PROMPT: Pull every line from the records that has the word "chest" in it.
Top of RECORDS FOR THE TASK
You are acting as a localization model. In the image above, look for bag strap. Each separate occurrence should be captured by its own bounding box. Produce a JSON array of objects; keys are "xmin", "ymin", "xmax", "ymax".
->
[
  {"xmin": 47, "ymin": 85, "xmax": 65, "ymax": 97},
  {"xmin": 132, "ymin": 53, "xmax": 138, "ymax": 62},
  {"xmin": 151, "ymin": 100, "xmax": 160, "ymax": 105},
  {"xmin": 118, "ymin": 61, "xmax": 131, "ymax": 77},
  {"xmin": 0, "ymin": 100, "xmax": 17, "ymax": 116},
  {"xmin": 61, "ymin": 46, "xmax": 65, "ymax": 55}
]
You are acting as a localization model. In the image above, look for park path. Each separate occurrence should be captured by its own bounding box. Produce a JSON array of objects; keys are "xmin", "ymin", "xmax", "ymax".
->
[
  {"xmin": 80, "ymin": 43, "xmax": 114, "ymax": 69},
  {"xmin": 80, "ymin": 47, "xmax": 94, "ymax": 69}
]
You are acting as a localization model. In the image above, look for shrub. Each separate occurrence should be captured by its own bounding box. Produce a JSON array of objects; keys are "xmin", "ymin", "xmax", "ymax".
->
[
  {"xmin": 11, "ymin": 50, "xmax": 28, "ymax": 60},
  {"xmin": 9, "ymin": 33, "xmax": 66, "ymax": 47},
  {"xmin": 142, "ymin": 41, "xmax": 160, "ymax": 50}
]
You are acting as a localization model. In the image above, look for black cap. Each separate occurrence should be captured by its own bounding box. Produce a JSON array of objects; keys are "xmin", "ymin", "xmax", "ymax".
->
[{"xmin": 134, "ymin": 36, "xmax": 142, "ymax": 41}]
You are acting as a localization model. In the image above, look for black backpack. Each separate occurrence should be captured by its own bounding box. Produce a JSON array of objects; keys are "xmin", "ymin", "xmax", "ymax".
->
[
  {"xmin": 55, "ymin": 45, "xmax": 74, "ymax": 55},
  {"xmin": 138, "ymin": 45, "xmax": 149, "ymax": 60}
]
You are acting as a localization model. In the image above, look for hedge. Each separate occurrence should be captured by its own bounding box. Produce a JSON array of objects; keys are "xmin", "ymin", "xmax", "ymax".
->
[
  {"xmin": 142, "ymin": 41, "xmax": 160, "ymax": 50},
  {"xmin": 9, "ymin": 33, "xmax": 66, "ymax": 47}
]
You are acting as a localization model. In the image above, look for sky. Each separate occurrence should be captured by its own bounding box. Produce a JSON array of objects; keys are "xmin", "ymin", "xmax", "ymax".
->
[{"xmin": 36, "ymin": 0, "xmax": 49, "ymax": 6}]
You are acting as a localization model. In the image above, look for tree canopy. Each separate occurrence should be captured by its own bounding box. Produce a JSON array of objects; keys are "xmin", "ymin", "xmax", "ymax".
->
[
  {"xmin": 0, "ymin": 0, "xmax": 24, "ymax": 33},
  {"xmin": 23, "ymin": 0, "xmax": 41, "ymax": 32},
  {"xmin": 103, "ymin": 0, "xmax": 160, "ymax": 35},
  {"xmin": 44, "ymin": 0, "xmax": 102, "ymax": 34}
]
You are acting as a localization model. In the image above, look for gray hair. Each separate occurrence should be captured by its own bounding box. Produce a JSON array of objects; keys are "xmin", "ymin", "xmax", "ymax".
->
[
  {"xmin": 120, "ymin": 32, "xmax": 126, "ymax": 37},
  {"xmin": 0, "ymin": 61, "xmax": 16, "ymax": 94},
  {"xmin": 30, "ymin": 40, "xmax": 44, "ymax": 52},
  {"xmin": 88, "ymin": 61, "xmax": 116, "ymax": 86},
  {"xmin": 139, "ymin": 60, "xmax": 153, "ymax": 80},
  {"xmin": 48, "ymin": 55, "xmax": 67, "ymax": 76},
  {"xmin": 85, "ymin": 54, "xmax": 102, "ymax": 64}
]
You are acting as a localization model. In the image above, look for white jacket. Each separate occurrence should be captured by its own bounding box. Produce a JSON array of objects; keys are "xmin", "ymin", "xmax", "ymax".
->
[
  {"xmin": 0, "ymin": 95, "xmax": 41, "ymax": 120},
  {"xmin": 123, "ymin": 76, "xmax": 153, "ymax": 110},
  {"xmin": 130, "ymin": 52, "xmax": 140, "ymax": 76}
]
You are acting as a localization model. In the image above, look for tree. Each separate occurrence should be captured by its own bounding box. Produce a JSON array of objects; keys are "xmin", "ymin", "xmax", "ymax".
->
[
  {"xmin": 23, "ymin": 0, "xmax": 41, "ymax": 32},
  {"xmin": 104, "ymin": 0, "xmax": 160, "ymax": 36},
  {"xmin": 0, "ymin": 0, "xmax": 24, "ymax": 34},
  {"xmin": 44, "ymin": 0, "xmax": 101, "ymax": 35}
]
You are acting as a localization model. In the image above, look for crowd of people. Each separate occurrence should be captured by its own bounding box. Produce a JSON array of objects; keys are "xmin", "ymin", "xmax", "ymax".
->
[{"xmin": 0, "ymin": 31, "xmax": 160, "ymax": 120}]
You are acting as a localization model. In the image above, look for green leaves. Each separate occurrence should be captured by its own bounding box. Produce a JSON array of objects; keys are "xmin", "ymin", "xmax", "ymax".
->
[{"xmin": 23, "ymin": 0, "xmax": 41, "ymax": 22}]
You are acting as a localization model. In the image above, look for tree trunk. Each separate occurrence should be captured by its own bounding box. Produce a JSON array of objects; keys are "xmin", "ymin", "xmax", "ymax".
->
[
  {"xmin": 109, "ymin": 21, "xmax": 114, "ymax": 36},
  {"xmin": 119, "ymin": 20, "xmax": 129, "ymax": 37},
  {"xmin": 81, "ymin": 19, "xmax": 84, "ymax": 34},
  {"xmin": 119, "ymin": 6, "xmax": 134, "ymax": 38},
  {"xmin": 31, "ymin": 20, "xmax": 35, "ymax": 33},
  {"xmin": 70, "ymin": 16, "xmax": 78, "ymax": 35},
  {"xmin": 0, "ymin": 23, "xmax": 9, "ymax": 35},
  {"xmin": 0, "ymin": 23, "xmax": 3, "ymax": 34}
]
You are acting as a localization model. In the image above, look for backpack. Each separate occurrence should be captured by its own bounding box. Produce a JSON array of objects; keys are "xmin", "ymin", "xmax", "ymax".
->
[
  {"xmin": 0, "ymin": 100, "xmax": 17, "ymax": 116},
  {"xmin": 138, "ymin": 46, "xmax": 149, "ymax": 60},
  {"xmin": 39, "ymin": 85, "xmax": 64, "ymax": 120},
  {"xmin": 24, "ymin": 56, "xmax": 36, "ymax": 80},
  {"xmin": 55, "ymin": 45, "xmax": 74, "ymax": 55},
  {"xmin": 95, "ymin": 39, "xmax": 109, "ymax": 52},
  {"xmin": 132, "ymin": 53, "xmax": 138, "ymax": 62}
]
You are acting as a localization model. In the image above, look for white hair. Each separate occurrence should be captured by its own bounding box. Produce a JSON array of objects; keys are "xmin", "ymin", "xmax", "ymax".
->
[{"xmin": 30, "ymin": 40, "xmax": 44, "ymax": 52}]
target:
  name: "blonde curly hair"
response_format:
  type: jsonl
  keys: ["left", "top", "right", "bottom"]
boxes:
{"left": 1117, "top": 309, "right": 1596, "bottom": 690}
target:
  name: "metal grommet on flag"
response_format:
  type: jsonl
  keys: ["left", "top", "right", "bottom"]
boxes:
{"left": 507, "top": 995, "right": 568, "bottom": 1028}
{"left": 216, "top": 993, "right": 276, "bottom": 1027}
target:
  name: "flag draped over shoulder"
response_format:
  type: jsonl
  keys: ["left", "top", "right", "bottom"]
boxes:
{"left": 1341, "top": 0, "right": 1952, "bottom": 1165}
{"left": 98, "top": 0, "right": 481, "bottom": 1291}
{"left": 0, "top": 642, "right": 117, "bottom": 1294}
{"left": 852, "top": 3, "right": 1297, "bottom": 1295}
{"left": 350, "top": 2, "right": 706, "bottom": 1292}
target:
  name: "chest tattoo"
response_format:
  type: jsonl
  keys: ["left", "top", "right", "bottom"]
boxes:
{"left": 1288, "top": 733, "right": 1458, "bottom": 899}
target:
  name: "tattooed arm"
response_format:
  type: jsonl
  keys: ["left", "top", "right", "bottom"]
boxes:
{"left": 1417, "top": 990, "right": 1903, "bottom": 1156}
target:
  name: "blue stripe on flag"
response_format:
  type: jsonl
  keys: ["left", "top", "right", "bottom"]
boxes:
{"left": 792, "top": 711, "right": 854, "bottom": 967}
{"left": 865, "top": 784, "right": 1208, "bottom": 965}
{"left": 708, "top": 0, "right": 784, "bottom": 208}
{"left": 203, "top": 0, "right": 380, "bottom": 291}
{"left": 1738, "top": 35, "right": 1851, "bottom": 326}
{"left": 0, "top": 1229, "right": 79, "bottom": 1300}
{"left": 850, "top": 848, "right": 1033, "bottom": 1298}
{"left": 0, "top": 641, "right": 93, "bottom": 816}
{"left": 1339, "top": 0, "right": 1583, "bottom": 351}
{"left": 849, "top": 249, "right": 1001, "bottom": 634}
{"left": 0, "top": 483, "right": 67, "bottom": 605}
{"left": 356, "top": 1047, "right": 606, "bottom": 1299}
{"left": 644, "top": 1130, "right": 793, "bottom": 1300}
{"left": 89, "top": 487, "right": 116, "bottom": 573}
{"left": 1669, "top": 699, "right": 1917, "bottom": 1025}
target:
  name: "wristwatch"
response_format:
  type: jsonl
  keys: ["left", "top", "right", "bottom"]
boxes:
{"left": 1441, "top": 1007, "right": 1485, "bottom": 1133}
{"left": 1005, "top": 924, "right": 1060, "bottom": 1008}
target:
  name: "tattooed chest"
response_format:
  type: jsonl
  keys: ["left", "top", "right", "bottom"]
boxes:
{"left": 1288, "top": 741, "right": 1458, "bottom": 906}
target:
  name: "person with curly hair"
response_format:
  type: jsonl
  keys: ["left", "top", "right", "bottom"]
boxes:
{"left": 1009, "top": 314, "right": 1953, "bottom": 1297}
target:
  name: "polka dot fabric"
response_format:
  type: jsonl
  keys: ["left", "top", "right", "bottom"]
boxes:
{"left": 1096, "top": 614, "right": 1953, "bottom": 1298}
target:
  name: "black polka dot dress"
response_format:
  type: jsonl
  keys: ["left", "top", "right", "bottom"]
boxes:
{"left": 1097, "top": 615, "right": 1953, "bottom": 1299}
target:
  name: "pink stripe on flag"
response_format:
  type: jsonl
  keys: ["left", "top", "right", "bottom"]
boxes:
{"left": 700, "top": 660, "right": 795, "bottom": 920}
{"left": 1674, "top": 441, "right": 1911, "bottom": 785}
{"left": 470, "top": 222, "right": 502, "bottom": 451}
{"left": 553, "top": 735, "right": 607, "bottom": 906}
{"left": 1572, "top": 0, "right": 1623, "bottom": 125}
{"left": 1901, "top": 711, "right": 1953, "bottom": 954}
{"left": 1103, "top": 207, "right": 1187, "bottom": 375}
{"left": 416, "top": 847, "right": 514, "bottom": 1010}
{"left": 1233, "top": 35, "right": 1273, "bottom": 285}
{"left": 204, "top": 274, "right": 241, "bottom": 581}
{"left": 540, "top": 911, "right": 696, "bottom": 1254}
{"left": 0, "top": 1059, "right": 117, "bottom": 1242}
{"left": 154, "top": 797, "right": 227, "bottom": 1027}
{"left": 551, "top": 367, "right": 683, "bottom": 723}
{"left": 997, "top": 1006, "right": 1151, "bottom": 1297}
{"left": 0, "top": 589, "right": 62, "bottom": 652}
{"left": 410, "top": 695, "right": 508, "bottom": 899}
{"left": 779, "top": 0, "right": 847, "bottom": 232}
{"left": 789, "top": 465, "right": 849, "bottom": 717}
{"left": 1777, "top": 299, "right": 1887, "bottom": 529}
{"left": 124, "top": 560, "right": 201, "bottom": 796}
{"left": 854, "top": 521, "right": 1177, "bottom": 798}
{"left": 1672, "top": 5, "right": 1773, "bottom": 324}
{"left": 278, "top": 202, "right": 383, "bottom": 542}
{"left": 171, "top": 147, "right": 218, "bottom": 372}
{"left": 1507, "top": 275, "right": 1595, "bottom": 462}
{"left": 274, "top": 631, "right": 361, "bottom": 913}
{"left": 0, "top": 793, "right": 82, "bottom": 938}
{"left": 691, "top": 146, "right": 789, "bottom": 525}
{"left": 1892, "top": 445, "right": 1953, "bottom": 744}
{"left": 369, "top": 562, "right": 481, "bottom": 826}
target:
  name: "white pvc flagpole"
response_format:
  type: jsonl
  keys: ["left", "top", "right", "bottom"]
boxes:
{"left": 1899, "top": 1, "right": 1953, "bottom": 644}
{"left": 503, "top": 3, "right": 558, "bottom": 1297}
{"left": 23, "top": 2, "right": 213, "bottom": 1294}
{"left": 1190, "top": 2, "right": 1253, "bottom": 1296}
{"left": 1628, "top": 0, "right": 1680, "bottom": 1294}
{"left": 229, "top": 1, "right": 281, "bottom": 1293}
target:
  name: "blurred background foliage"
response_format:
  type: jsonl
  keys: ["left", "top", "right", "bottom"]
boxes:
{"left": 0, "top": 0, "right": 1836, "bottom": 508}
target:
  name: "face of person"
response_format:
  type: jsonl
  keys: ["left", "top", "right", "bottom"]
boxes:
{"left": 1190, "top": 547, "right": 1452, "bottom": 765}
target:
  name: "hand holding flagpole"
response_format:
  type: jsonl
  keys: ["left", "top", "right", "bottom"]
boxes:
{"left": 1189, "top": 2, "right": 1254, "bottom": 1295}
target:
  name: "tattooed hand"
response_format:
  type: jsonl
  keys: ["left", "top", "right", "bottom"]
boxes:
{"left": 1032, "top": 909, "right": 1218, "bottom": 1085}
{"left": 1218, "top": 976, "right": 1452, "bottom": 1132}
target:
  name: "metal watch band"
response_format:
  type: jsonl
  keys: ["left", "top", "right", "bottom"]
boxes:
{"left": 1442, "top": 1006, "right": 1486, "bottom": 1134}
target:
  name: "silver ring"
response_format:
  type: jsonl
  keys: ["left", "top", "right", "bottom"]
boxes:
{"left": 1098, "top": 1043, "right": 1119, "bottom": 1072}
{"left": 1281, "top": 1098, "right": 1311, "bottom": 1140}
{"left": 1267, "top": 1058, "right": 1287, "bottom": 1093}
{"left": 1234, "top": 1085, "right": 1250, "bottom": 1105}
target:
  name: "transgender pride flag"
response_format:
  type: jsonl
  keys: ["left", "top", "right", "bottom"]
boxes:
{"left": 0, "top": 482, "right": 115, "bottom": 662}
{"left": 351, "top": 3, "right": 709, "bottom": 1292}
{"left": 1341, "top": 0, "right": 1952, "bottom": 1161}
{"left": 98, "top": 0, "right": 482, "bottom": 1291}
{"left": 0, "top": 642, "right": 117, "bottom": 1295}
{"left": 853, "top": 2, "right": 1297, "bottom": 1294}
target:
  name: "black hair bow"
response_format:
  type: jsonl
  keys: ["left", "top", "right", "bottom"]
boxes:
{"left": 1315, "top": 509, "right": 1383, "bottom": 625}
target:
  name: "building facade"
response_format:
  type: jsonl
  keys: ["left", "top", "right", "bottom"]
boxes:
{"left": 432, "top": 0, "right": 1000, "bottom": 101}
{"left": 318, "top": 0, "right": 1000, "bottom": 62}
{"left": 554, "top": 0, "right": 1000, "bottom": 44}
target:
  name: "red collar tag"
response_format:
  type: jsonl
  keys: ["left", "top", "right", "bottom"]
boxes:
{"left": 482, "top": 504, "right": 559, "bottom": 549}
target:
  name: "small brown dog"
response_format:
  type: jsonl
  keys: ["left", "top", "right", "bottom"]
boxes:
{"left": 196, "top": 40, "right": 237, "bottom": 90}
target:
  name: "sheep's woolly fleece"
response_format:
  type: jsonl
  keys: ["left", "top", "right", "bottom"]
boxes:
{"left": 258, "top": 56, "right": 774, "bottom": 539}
Bottom of RECORDS FOR THE TASK
EXERCISE RESPONSE:
  name: "chest tattoo"
  name: "tattooed chest"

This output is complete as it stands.